— START OF RECORDS SHOWN —

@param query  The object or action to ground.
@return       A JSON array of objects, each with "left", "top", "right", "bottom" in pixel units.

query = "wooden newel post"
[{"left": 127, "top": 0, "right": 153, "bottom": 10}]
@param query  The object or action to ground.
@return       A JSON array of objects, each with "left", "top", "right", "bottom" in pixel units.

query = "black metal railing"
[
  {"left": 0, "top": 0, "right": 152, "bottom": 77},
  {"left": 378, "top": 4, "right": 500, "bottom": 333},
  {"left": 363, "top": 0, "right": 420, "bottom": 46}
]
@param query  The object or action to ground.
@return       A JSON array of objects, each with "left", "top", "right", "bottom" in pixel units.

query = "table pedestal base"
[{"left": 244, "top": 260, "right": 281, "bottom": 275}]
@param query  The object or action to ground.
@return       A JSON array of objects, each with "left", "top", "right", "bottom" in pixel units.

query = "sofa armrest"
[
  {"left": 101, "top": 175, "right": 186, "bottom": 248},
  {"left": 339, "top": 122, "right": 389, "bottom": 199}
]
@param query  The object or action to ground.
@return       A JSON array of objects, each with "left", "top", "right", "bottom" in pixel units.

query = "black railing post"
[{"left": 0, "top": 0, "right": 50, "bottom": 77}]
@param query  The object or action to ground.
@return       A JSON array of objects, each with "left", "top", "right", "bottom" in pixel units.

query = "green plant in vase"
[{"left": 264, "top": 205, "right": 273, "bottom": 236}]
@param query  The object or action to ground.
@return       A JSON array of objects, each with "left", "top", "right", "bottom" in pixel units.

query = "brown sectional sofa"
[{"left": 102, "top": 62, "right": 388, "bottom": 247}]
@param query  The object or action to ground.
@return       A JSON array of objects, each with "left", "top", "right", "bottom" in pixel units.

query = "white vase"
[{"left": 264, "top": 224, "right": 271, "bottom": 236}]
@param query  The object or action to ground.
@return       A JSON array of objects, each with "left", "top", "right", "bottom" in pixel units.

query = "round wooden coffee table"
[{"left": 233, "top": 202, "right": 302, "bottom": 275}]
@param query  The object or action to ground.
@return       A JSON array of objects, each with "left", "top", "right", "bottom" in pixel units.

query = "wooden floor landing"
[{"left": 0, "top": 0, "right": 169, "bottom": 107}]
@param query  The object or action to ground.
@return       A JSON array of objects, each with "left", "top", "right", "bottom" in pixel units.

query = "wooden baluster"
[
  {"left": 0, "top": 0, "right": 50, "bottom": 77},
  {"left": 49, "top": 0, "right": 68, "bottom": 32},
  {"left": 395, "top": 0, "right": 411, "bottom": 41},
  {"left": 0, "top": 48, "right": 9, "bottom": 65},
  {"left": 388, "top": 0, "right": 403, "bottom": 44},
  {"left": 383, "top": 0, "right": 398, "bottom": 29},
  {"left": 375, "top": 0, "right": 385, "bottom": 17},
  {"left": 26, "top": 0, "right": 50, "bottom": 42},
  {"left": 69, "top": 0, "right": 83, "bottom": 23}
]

— END OF RECORDS SHOWN —

EXERCISE INSTRUCTIONS: Locate each line of the data above that contains the string "wooden" and copy it. Matching is case-sensitive.

OUTPUT OF THE EXERCISE:
query = "wooden newel post"
query = "round wooden coffee table"
query = "wooden floor landing"
query = "wooden baluster"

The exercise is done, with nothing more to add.